WORK REQUEST: Repeat every line below exactly, word for word.

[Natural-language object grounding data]
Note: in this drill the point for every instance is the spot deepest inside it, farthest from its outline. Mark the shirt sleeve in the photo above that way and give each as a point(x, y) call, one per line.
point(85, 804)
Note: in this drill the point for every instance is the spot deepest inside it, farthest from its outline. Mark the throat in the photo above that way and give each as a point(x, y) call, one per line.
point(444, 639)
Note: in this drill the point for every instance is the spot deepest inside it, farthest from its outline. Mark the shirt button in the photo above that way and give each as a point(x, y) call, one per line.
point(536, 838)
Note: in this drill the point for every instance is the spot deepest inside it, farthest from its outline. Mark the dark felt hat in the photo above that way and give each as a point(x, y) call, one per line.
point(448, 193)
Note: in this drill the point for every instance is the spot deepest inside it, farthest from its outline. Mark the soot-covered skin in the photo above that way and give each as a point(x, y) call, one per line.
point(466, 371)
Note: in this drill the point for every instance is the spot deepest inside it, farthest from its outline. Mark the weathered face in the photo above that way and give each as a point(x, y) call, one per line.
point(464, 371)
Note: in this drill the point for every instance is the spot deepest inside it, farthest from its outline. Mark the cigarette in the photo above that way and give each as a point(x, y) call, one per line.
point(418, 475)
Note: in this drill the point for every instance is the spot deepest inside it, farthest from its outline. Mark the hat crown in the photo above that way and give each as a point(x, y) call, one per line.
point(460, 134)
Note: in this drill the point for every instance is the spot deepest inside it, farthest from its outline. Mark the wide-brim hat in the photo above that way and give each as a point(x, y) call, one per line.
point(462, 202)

TASK ANSWER:
Note: in this drill the point for every instance is the spot deepest inside it, farthest from its outline. Mark the shirt sleeve in the photo above that way and give each as a point(x, y) call, one per line.
point(85, 804)
Note: in this drill the point for every instance is the spot deepest inside it, farthest from its outline. Mark the throat in the photo above that way and give each as a point(x, y) call, one per line.
point(444, 639)
Note: in this drill the point for every instance is the spot deepest inside it, farthest from its outline. Mark the shirt button in the photo above that way and give each as a point(x, y) call, one per line.
point(536, 838)
Note: in this drill the point for every instance is the spot deepest inside it, farthest from its outline. Mark the dark felt hat in the photo above that way and give each as a point(x, y) call, one per line.
point(448, 193)
Note: in this drill the point for every instance is the spot deepest inside it, farthest from its outline. Mark the soot-covered skin in the photo above that way and give each as a point(x, y) call, one per line.
point(466, 371)
Note: in this drill the point for every instance is the spot deepest inside it, farthest from its outline. Mark the weathered face in the photo above that way and give each as a point(x, y) call, one per line.
point(464, 371)
Note: in this drill the point for every instance is the spot deepest inside it, farthest from its outline. Mark the cigarette in the photo above that way and give each as a point(x, y) call, one per line.
point(418, 475)
Note: in this drill the point for every instance is the spot deepest inside it, farthest from its outline. Mark the hat crown in the photo above that way and give each as a point(x, y) call, one per line.
point(460, 134)
Note: in this drill the point for every instance is the spot deepest inside it, farthest from its outline. Mark the wide-brim hat in the photo above that way and give each as a point(x, y) call, one per line.
point(462, 202)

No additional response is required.